→ Task description
All lines from the one containing "<point>608,61</point>" down to the final line of the entries below: return them exactly.

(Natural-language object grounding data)
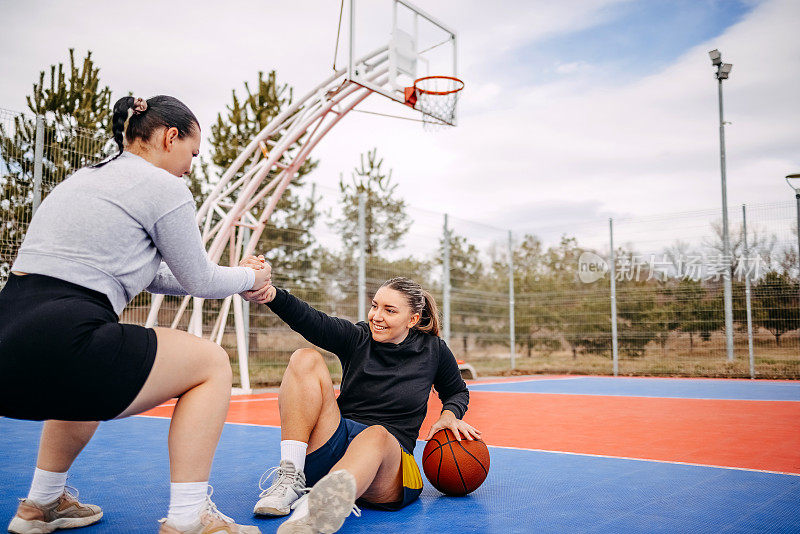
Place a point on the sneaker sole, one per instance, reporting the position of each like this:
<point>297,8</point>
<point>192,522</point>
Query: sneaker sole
<point>22,526</point>
<point>270,512</point>
<point>331,501</point>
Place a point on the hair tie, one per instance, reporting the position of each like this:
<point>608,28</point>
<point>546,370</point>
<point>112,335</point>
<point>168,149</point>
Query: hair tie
<point>139,106</point>
<point>125,127</point>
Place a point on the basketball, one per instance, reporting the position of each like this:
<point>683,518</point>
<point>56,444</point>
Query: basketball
<point>455,467</point>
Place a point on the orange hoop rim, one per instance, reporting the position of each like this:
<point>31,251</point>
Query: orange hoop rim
<point>438,93</point>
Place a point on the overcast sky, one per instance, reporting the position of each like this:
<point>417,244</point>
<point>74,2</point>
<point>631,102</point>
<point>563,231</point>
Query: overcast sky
<point>573,111</point>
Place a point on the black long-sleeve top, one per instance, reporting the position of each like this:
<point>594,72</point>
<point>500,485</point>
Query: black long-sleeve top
<point>382,383</point>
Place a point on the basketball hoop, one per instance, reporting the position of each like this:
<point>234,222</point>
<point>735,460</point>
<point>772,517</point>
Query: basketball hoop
<point>436,98</point>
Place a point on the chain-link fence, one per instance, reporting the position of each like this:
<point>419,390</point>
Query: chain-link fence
<point>663,312</point>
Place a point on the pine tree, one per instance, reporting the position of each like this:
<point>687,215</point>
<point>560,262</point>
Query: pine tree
<point>386,217</point>
<point>76,110</point>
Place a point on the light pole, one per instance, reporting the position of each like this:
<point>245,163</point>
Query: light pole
<point>723,70</point>
<point>794,182</point>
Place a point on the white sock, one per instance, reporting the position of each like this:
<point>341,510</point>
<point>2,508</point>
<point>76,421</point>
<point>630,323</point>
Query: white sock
<point>295,452</point>
<point>46,486</point>
<point>186,500</point>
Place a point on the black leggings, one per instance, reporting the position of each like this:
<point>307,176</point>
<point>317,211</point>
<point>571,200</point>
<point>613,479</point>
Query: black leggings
<point>65,355</point>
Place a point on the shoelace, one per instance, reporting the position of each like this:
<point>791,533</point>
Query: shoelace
<point>356,511</point>
<point>71,491</point>
<point>282,476</point>
<point>211,508</point>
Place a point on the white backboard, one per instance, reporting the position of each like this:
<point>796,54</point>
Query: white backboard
<point>416,45</point>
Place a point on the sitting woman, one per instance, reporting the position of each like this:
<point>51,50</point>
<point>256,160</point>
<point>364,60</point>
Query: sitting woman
<point>360,445</point>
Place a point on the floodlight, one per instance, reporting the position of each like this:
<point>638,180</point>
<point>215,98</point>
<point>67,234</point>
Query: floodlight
<point>794,182</point>
<point>724,71</point>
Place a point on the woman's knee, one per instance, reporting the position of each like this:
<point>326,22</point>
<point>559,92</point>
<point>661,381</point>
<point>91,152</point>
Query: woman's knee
<point>306,362</point>
<point>377,434</point>
<point>218,363</point>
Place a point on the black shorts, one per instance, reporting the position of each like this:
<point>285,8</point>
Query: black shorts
<point>65,355</point>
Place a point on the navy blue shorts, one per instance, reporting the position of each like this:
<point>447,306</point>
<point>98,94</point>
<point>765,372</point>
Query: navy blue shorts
<point>319,463</point>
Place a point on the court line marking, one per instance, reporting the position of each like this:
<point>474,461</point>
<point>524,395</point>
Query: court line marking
<point>673,462</point>
<point>171,405</point>
<point>630,396</point>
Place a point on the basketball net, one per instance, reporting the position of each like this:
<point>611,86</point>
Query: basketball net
<point>436,97</point>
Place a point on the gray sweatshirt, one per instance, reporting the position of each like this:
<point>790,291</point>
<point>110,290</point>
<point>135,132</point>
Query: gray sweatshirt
<point>108,229</point>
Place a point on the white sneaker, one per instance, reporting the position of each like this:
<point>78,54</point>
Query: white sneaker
<point>210,520</point>
<point>330,501</point>
<point>287,486</point>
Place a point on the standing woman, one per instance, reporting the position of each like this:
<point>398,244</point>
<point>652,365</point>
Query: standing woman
<point>359,446</point>
<point>98,239</point>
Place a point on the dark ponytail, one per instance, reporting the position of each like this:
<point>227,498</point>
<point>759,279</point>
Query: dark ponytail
<point>135,118</point>
<point>420,301</point>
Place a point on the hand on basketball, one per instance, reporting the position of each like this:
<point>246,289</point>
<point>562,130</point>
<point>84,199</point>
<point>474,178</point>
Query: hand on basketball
<point>458,427</point>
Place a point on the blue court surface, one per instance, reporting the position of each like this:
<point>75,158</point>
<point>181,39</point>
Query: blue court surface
<point>124,469</point>
<point>653,387</point>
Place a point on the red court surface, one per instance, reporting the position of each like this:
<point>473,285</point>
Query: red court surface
<point>728,433</point>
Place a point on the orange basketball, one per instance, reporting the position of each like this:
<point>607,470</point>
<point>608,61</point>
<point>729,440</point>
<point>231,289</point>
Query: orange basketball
<point>455,467</point>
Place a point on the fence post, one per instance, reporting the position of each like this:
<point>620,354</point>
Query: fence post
<point>511,327</point>
<point>613,272</point>
<point>38,157</point>
<point>747,297</point>
<point>446,282</point>
<point>362,257</point>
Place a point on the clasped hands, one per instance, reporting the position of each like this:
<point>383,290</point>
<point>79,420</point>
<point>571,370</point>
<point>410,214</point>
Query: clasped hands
<point>262,291</point>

→ Answer section
<point>608,61</point>
<point>729,440</point>
<point>231,289</point>
Query: orange basketball
<point>455,467</point>
Place a point on the fence post, one per instance, reporting the position of each like this:
<point>620,354</point>
Query: fence post
<point>511,327</point>
<point>613,272</point>
<point>38,157</point>
<point>747,297</point>
<point>446,282</point>
<point>362,257</point>
Place a point on the clasped hands, one per instance, reporting the position of each like this:
<point>383,290</point>
<point>79,420</point>
<point>571,370</point>
<point>410,214</point>
Query: clasped hands
<point>262,291</point>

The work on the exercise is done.